→ **Description of the task**: Pull out every line of the records below that contains the word "with", matching case exactly.
Extracted material: Begin
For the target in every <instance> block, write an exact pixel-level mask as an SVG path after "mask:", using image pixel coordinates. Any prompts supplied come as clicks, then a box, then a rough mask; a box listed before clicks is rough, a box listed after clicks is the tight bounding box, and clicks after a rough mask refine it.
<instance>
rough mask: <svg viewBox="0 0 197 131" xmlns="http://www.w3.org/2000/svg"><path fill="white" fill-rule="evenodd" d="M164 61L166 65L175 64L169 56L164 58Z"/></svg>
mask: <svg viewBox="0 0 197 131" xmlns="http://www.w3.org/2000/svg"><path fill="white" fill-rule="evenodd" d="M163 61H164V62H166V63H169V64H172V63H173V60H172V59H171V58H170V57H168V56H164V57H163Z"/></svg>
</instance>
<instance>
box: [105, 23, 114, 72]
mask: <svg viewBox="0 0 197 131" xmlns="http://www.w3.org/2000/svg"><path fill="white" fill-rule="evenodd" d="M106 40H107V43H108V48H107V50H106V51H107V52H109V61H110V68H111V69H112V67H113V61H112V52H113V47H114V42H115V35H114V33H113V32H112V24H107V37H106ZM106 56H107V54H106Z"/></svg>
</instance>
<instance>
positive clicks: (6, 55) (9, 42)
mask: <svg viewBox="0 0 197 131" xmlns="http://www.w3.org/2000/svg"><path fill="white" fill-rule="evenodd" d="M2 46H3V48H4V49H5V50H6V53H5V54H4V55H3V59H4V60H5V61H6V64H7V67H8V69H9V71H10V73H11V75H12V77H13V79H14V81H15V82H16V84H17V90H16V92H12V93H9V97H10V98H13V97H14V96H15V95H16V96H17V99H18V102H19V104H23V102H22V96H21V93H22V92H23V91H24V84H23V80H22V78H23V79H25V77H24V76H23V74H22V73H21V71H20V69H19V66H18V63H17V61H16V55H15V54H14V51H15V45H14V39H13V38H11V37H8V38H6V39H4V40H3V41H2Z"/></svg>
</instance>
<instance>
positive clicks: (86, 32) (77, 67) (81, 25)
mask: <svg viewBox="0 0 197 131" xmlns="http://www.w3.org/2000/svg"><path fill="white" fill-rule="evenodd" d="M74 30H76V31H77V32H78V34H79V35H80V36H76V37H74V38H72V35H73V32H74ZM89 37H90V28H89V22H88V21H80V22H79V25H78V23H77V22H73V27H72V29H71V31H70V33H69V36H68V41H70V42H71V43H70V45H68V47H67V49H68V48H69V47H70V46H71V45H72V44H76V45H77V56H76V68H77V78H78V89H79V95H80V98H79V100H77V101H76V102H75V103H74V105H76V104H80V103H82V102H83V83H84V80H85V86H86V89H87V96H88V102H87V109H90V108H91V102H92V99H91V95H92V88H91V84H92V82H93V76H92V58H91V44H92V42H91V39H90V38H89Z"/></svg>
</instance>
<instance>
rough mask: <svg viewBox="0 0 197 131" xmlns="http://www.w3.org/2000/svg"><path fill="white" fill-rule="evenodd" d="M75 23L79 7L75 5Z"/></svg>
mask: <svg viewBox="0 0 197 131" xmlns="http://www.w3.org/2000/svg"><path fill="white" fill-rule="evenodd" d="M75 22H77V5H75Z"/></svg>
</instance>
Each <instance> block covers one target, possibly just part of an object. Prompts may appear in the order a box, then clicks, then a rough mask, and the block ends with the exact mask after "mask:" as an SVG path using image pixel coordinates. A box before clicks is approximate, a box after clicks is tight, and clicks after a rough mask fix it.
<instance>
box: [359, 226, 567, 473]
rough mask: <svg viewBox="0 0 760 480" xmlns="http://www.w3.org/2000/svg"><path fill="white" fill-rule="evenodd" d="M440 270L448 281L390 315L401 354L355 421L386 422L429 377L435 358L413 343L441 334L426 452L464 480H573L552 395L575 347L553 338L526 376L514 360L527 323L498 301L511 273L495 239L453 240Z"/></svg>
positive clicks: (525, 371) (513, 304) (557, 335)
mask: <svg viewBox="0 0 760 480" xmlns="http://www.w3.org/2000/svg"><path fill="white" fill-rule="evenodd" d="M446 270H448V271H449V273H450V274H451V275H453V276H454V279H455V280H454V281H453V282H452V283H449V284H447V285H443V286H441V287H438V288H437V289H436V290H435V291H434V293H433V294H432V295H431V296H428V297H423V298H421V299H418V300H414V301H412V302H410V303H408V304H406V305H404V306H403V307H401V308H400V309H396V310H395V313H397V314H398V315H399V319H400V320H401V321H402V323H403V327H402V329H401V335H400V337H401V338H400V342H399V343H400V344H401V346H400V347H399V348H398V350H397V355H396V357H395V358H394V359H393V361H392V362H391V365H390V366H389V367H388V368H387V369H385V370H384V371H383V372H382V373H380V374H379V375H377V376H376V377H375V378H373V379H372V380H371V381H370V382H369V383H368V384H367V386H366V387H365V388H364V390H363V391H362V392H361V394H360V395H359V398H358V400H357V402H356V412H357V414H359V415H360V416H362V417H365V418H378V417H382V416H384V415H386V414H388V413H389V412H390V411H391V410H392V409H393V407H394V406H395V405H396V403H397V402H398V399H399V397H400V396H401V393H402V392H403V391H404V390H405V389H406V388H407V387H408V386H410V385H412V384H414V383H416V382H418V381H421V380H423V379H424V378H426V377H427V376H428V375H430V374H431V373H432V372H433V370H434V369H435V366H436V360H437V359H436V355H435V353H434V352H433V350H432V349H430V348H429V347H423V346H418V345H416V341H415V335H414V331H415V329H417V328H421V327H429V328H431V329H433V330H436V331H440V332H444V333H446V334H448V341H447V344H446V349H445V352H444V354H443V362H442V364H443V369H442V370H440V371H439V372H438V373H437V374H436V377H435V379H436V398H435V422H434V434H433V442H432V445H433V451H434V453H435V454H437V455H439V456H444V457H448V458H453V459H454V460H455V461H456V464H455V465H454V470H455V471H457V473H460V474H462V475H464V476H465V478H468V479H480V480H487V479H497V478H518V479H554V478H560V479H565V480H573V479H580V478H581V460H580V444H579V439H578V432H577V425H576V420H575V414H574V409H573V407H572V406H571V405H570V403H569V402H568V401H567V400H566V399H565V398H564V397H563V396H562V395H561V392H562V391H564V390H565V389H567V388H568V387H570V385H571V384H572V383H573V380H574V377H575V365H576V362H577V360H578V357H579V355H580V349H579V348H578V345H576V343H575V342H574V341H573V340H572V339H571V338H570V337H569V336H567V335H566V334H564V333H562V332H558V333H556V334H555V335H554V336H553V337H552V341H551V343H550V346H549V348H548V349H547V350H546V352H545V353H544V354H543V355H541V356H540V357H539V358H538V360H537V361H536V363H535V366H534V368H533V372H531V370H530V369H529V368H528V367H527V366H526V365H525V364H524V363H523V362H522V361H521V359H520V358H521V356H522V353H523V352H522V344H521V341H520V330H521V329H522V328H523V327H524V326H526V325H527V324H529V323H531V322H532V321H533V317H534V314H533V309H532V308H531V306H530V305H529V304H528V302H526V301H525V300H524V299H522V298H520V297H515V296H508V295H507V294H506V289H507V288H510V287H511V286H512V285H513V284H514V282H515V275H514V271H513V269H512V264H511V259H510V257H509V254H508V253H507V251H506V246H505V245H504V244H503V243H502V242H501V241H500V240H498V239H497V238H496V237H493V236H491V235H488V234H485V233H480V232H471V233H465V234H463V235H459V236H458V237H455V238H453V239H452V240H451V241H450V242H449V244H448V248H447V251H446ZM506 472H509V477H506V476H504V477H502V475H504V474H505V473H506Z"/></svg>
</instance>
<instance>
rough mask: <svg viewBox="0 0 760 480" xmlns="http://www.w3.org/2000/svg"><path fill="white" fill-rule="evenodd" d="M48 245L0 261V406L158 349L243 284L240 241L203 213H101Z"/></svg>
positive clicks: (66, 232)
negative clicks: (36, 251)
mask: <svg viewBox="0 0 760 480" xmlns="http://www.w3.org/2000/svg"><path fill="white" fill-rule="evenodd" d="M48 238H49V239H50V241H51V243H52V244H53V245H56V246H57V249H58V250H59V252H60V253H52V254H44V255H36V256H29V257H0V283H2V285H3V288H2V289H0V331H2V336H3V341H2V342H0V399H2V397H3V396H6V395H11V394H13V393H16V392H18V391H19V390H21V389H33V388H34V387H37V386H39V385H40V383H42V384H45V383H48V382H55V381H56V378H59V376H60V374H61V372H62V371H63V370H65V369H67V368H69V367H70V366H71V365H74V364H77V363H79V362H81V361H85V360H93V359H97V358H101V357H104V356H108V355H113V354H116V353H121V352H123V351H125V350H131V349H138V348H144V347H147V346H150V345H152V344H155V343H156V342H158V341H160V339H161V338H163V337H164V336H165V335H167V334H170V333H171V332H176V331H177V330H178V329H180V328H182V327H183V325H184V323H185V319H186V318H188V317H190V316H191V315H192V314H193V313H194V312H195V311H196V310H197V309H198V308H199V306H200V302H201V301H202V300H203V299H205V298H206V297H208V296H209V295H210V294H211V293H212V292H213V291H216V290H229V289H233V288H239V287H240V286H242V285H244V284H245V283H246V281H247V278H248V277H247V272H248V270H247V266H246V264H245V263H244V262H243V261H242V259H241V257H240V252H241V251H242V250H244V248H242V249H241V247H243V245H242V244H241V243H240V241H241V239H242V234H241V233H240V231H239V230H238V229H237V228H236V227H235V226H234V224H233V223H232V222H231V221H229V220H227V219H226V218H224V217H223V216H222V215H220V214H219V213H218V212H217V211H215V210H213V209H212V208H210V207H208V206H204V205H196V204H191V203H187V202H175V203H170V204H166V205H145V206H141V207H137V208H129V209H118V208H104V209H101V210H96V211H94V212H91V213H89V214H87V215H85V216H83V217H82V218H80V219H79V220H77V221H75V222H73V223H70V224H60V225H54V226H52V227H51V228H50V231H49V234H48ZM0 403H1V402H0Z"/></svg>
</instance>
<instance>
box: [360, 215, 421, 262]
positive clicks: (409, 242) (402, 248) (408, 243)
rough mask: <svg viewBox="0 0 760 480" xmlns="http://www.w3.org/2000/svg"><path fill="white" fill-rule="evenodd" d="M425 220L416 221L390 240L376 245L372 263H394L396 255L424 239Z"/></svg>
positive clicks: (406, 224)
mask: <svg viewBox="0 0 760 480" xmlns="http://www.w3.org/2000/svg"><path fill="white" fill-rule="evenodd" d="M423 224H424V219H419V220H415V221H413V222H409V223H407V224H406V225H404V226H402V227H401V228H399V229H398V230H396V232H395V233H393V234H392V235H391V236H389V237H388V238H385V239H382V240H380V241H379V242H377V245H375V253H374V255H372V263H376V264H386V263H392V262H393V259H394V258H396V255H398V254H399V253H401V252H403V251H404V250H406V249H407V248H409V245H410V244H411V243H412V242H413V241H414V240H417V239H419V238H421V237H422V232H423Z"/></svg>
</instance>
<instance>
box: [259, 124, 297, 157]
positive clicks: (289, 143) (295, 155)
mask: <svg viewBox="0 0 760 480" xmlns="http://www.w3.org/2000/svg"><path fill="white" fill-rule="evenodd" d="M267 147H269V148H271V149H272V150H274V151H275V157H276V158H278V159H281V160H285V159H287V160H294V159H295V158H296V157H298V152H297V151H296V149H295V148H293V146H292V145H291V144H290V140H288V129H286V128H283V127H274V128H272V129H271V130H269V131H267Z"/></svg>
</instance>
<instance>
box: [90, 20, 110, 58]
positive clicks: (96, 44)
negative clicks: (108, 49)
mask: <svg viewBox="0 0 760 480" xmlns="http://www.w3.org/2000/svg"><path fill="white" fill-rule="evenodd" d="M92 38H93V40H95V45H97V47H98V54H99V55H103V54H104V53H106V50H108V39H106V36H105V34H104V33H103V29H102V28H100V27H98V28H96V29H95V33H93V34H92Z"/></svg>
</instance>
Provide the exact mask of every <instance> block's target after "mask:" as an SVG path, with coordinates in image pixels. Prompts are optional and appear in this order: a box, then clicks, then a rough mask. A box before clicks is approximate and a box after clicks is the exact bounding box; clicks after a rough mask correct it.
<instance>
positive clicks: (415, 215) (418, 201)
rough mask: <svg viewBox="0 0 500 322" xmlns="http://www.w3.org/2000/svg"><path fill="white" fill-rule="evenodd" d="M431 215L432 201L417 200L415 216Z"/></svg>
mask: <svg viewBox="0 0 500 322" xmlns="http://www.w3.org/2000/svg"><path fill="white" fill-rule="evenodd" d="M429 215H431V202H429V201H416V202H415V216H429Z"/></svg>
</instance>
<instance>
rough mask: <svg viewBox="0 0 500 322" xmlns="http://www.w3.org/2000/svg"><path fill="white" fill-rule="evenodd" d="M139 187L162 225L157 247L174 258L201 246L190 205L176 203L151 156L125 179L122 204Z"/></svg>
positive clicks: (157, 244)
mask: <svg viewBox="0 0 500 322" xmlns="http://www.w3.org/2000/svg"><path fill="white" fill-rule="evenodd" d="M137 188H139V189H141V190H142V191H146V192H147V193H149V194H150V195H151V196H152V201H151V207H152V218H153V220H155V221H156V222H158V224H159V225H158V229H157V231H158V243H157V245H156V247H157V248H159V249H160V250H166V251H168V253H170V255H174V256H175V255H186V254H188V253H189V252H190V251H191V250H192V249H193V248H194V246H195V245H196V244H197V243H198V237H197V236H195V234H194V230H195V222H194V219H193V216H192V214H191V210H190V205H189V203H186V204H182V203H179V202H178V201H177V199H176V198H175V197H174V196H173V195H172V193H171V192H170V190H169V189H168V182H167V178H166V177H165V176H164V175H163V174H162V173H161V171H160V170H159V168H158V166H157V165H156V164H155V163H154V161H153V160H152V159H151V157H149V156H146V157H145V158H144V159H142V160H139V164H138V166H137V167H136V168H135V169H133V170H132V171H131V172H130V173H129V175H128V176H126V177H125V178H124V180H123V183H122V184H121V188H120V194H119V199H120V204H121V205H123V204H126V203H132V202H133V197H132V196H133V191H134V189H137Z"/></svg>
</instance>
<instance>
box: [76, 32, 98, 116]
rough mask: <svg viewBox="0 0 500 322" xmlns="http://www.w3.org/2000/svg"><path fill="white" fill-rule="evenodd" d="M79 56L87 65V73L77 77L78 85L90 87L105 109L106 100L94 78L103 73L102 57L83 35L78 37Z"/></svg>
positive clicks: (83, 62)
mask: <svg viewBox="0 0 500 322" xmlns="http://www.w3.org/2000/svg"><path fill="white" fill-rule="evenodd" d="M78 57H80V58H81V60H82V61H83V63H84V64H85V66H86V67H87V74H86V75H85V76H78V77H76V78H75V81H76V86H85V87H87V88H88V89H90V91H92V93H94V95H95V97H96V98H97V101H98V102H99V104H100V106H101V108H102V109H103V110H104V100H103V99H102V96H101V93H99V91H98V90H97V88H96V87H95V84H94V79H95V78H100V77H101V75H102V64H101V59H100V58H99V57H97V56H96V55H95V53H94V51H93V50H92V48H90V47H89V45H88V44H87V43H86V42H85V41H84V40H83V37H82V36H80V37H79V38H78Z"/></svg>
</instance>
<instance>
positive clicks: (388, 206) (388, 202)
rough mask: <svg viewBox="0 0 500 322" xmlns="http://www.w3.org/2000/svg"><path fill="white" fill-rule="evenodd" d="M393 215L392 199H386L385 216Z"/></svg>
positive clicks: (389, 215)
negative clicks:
Extracted material: End
→ **Answer area**:
Each <instance> block covers one target, possibly just part of an object. Prompts may appear in the order a box, then clicks, then a rough mask, and the block ends with the exact mask after "mask:" as an SVG path using image pixel coordinates. A box before clicks is approximate, a box after clicks is tight, and clicks after a rough mask fix it.
Provide the exact mask of every <instance> block's target after "mask:" as an SVG path, with coordinates in image pixels. Prompts are optional and appear in this order: a box, then clicks, then a rough mask. A box before clicks is approximate and a box after clicks is the exact bounding box; clicks after a rough mask correct it.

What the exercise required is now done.